(Set exercise):
Your task is to reproduce the material exactly.
━━━ Records provided
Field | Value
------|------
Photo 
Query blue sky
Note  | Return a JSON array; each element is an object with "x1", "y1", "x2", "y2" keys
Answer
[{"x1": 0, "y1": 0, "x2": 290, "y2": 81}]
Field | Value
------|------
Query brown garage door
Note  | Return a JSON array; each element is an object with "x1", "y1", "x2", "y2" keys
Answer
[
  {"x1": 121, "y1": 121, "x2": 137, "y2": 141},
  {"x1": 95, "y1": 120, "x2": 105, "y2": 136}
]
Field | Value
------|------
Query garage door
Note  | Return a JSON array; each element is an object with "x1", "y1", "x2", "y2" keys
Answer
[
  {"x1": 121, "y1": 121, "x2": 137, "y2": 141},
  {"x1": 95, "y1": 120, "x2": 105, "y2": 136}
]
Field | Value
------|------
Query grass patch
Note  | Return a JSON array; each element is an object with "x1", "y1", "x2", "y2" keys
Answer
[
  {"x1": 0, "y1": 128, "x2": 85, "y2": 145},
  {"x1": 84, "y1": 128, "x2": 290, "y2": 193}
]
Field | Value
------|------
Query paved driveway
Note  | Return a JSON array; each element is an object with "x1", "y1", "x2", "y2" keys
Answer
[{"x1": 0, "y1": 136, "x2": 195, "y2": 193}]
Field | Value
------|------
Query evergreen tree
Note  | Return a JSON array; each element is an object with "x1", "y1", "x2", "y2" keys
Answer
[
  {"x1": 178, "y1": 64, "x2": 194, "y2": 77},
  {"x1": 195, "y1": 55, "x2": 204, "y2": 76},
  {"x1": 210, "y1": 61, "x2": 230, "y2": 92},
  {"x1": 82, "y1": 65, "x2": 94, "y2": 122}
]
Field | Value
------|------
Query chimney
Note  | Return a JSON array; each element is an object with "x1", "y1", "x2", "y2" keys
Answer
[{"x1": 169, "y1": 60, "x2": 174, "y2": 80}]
━━━━━━
(Finished task):
Field | Value
------|------
Photo 
Query blue sky
Note  | Return a JSON array; each element is an object with "x1", "y1", "x2", "y2" keys
Answer
[{"x1": 0, "y1": 0, "x2": 290, "y2": 81}]
Field | Value
------|------
Query brown garage door
Note  | Return a JSON array; each element is an object with "x1", "y1", "x2", "y2" keys
Answer
[
  {"x1": 121, "y1": 121, "x2": 137, "y2": 141},
  {"x1": 95, "y1": 120, "x2": 105, "y2": 136}
]
Field | Value
------|------
Query garage door
Note  | Return a JSON array; each element is an object with "x1", "y1", "x2", "y2" keys
Answer
[
  {"x1": 121, "y1": 121, "x2": 137, "y2": 141},
  {"x1": 95, "y1": 120, "x2": 105, "y2": 136}
]
Field | Value
------|------
Query grass patch
Note  | Return a JSON array; each element is an object with "x1", "y1", "x2", "y2" keys
Answer
[
  {"x1": 0, "y1": 128, "x2": 85, "y2": 145},
  {"x1": 84, "y1": 128, "x2": 290, "y2": 193}
]
Field | Value
------|------
Query paved driveway
Note  | Return a JSON array; each element is an object with "x1", "y1", "x2", "y2" keys
Answer
[{"x1": 0, "y1": 136, "x2": 195, "y2": 193}]
Field | Value
------|------
Query evergreen tree
Note  | Return a JSON array; each element is an object with "x1", "y1", "x2", "y2" keys
Answer
[
  {"x1": 178, "y1": 64, "x2": 194, "y2": 77},
  {"x1": 195, "y1": 55, "x2": 204, "y2": 76},
  {"x1": 210, "y1": 61, "x2": 230, "y2": 92},
  {"x1": 82, "y1": 65, "x2": 94, "y2": 122}
]
Field | Value
------|------
Query chimney
Note  | Return a JSON array; each element is an object with "x1", "y1", "x2", "y2" keys
Answer
[{"x1": 169, "y1": 60, "x2": 174, "y2": 80}]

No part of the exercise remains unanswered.